*** Opening of Available data ***

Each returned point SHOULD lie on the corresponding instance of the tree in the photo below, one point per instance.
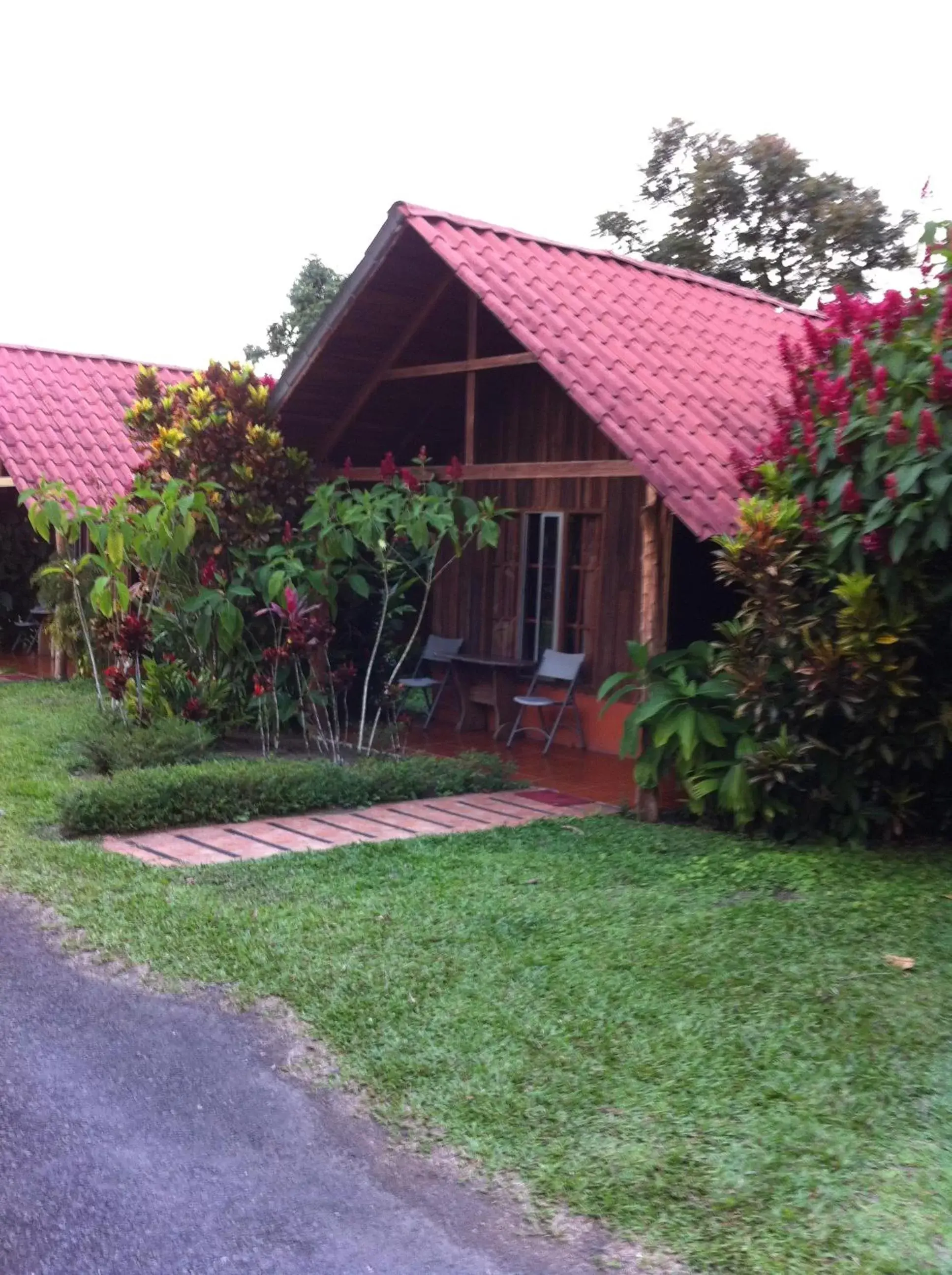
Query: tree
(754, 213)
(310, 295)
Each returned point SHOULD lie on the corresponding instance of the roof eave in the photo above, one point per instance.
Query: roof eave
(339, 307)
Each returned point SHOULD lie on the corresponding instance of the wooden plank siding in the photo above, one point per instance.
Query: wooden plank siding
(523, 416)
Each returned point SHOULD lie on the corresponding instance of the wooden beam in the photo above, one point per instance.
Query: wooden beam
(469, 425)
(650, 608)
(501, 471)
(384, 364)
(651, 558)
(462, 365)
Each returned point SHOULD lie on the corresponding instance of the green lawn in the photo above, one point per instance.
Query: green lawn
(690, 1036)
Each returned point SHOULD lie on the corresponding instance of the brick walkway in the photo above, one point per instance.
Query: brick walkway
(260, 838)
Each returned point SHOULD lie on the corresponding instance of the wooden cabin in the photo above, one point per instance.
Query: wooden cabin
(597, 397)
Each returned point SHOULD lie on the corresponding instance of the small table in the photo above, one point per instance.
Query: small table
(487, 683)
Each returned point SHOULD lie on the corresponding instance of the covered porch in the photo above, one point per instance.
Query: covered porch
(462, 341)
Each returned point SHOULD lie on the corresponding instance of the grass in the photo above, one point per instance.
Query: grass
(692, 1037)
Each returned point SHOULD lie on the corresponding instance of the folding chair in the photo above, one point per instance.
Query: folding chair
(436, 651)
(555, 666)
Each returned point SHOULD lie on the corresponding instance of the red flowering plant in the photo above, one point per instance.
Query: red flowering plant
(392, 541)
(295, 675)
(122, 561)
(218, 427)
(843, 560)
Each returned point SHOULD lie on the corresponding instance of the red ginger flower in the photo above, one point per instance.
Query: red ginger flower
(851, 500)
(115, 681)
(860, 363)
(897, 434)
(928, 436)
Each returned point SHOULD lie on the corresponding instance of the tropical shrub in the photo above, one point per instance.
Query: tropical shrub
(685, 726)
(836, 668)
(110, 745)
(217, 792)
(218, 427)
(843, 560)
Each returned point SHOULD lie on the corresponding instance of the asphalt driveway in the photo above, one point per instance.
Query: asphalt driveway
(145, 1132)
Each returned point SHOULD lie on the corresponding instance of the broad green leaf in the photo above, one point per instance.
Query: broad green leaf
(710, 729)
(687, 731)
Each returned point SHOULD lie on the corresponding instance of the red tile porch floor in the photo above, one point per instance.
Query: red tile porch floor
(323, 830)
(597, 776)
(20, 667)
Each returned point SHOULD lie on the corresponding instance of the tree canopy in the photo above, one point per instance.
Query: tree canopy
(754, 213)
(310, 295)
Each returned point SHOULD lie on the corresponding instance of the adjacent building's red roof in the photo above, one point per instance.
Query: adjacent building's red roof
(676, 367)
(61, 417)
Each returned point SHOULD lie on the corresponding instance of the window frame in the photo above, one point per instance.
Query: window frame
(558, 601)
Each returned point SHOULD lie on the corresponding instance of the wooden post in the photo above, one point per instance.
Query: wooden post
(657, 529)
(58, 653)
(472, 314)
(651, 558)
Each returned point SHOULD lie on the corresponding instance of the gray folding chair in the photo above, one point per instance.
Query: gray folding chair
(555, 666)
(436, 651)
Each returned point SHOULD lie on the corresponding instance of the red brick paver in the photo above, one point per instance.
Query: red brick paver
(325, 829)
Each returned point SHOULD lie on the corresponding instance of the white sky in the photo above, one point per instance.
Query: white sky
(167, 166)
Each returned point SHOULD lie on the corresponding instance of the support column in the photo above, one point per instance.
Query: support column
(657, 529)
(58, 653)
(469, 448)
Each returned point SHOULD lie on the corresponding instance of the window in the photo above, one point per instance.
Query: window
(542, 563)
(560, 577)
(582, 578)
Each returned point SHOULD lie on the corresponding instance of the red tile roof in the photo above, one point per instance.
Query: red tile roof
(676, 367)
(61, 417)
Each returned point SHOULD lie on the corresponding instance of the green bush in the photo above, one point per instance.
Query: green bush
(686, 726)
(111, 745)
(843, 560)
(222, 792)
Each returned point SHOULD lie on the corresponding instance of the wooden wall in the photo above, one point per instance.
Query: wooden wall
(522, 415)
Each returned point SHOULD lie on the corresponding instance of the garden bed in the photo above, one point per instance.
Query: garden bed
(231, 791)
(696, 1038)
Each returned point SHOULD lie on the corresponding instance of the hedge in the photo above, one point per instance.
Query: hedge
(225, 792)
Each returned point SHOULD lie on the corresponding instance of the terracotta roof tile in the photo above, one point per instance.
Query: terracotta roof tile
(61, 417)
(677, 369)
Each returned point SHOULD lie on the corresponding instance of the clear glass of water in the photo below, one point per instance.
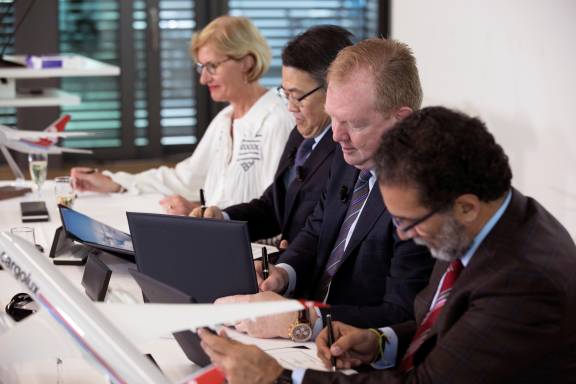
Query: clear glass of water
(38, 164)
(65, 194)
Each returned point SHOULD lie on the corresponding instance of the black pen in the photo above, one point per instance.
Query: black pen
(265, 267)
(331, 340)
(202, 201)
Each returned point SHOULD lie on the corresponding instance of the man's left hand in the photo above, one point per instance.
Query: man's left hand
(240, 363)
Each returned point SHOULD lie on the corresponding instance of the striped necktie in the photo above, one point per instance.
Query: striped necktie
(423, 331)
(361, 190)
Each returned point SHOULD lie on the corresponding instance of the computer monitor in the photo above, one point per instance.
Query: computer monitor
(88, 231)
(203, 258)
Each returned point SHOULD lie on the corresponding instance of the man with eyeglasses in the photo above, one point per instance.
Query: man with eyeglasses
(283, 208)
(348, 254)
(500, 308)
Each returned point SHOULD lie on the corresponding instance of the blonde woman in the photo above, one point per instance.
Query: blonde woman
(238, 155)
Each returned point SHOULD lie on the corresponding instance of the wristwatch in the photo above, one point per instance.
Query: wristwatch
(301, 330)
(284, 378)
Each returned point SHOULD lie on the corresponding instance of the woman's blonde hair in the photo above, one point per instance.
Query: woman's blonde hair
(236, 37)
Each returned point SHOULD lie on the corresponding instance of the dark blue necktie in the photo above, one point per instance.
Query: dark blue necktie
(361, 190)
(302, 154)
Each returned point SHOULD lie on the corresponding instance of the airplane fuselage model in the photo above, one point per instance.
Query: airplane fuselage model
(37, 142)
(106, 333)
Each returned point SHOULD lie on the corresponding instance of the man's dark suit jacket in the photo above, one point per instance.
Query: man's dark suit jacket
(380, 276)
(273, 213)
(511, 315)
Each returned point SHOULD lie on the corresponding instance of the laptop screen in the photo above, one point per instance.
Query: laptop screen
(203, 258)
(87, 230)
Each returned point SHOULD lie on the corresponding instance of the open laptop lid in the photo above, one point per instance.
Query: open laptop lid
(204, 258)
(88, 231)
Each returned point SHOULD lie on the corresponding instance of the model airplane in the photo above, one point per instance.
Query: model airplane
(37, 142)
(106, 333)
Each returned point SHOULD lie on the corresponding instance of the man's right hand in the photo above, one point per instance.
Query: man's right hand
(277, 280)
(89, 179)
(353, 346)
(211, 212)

*** Close of Available data ***

◆ **Instructions to follow**:
Please copy the preceding records exactly and omit the images.

◆ **Result of the task**:
Each returned point SHOULD lie on the corresponding instance of the tree in the photo below, one point per instance.
Query: tree
(754, 213)
(310, 295)
Each returned point SHOULD lie on the corresponding instance of the roof eave in the photo above, one point per instance.
Query: roof eave
(339, 307)
Each returned point SHOULD lie on the corresponding instance of the wooden plank siding in the photo above, one point per instance.
Query: wooden plank siding
(523, 416)
Each returned point SHOULD lie on the corresponding instance of the wooden beam in the photo above, one point per instance.
Query: wooden beam
(469, 425)
(650, 608)
(501, 471)
(384, 364)
(651, 558)
(462, 365)
Each returned point SHOULD lie on the corresponding instance of the green lawn in the photo above, one point per instance.
Query: green lawn
(690, 1036)
Each returned point SHOULD lie on the corresponding instance of the brick walkway in the photo above, one point per instance.
Query: brick walkway
(260, 838)
Each returned point SHOULD lie on the corresponding instance of the wooden cabin in the photo above, one point per instance.
Query: wooden cabin
(597, 397)
Each returned point SHOULD lie on the corresponding instance of the small table in the photo above, one point per instance.
Query: small table
(487, 683)
Each returned point SHOULD lie on the corresponding instance of the covered porch in the photo above, one point per instance.
Query: covered porch
(462, 341)
Each returned point SHOULD lie on the corresponding instance of the grass in the photo above, one point per instance.
Query: grass
(692, 1037)
Each returned point SHOULD lie on the corresponding instance of the folding chair in the photo above, one point per instance.
Query: folding chair
(436, 651)
(555, 666)
Each returned point SHOULD lie on the corresponding instance of the red flowering plant in the photo above, one point per instance.
Query: red flowering plant
(392, 541)
(295, 675)
(122, 561)
(218, 427)
(843, 560)
Each returned point SHOULD lie on the corresponding instance of the red ginger flower in the photo above, one point per instance.
Query: red ginger flower
(851, 500)
(115, 681)
(860, 363)
(897, 434)
(928, 436)
Each returned point SHOULD lie on the corresponding instance of the tropical shrub in the photo above, one point per instance.
Query: tropical shrub
(685, 726)
(836, 668)
(110, 745)
(217, 792)
(218, 427)
(843, 560)
Each returned point SHOULD lie on the corresponding instance of the asphalt driveway in the photo above, one point per instance.
Query: asphalt driveway
(145, 1132)
Each returned point SHOULD lie on the corresponding instance of the broad green leaf in the photo above, one point per instance.
Query: broad green leaf
(710, 729)
(687, 731)
Each returned point SHOULD lie on the corresponding instance of the red tile porch floor in the photo above, one point per instance.
Query: red tile porch floor
(323, 830)
(597, 776)
(20, 667)
Each returned point SHOULD lie on the corresponding instance of the tree canopy in the photo above, one point per instance.
Query: tree canopy
(754, 213)
(310, 295)
Each returned point SHOULD lie on the corresponding instance of the adjacent building's red roof in the photo above, one point per instance.
Query: adjacent building's red roof
(676, 367)
(61, 417)
Each returned point SHOULD lie on the corresponding instance of the window frame in the photo above, one point per instance.
Query: window frame
(558, 601)
Each returned point SHOULD lie on the corresponding instance of the wooden post in the photo above, one point per instance.
Query: wooden post
(657, 529)
(58, 653)
(472, 314)
(651, 558)
Each returned point SHOULD lie on the corresponding instance of the gray folding chair in the photo above, one point per instance.
Query: gray folding chair
(555, 666)
(436, 651)
Each returned point SHOULD lie on the corresponding instance of the red brick paver in the photo above, one point per instance.
Query: red brick paver
(325, 829)
Each returned point SHOULD lie on the corresponding instance of the white sky in the photo above, one point per instance.
Query: white sky
(167, 166)
Each returned point SHOULD lie on the corresponding instance of the support column in the photo above, one point per instance.
Query: support column
(657, 529)
(58, 653)
(469, 448)
Each returned point SHOULD lie on the corresponding instance of the window in the photo above, one point per instance.
Query: window
(542, 563)
(560, 577)
(582, 578)
Each returned point SHOULD lie on the corresponding instance of the red tile roof in the photo above, one point per instance.
Query: red tile roof
(676, 367)
(61, 417)
Each returned point SHOULD lie on the corresponding instance of the green bush in the photo above, one point per instance.
Query: green bush
(686, 726)
(111, 745)
(843, 560)
(222, 792)
Each returned point SHOULD lie on the corresponding instance of the wooden wall in the photo above, one point per instance.
Query: wooden wall
(522, 415)
Each returned point SHOULD lie on the corresponding instance of the garden bed in the photo above, one point per instance.
Query: garden bed
(231, 791)
(696, 1038)
Each returned point SHOULD lie on the corresponding instance of the hedge in the photo above, one point per instance.
Query: hedge
(225, 792)
Each returned point SHOULD lie on the corresponding instance of the terracotta roof tile in the photo above, one point per instance.
Query: terracotta roof tile
(61, 417)
(677, 369)
Each returned point SHOULD lie on the corresponding instance of the clear glass of water in the photo below, one point per instance.
Query: clear glass of water
(38, 164)
(65, 194)
Each returned point SHOULD lie on the corresponding instance of the black pen in the photo above, one point per instance.
Query: black pen
(265, 267)
(331, 340)
(202, 201)
Each returned point SHOULD lie on the corresponding instance of the man's left hand in the photo above, one point per instance.
Query: man's left hand
(240, 363)
Each returned point SHOULD lie on the corresponding instance of the striped necktie in the photo above, one point per instance.
Query: striped necktie
(423, 331)
(361, 190)
Each returned point SHOULD lie on the corresponding instance of the computer monitor in the photo above, one point per instance.
Query: computer monitor
(88, 231)
(203, 258)
Each returned point SHOULD lie on the corresponding instance of the man with eyeglasses in the photo above, one point per instance.
Query: man with eyeglasses
(283, 208)
(348, 254)
(500, 308)
Each returned point SHOULD lie on the corresponding instance of the blonde woman in the photo above, one point per instance.
Query: blonde woman
(238, 155)
Each returned point SHOULD lie on the corresponding instance of the wristwatch in the photo above, one point per instance.
Query: wristwatch
(301, 330)
(284, 378)
Each returned point SHOULD lie on the corresponding instance of the woman's blonde hair in the photo above, one point per instance.
Query: woman's blonde hair
(236, 37)
Each returned point SHOULD lie on the corresponding instance of the dark blue necktie in the photo above, one point per instance.
Query: dark blue necktie
(361, 190)
(302, 154)
Each returned point SHOULD lie on the corresponding instance of the airplane fuselage model in the photo above, one point per instance.
Query: airplane fuselage model
(37, 142)
(106, 333)
Each returned point SHOULD lie on the corresponding instance of the man's dark suit jacket in the photo above, one point per instance.
Query: man's dark suit jacket
(380, 276)
(273, 213)
(511, 315)
Each returned point SHOULD lie on the corresponding instance of the laptop screen in the photo above, one point per instance.
Query: laptop screen
(203, 258)
(87, 230)
Each returned point SHOULD lie on the corresponding instance of the open laptop lid in the photo above, one point per instance.
Query: open laptop lid
(204, 258)
(88, 231)
Each returned point SHOULD lie on the corresponding instance of the model airplane in the photo above, one point per instance.
Query: model airplane
(37, 142)
(106, 333)
Each returned point SHOULD lie on the corresponding instance of the man's right hand in the photo above, one point per instance.
Query: man's right hand
(277, 280)
(89, 179)
(353, 346)
(211, 212)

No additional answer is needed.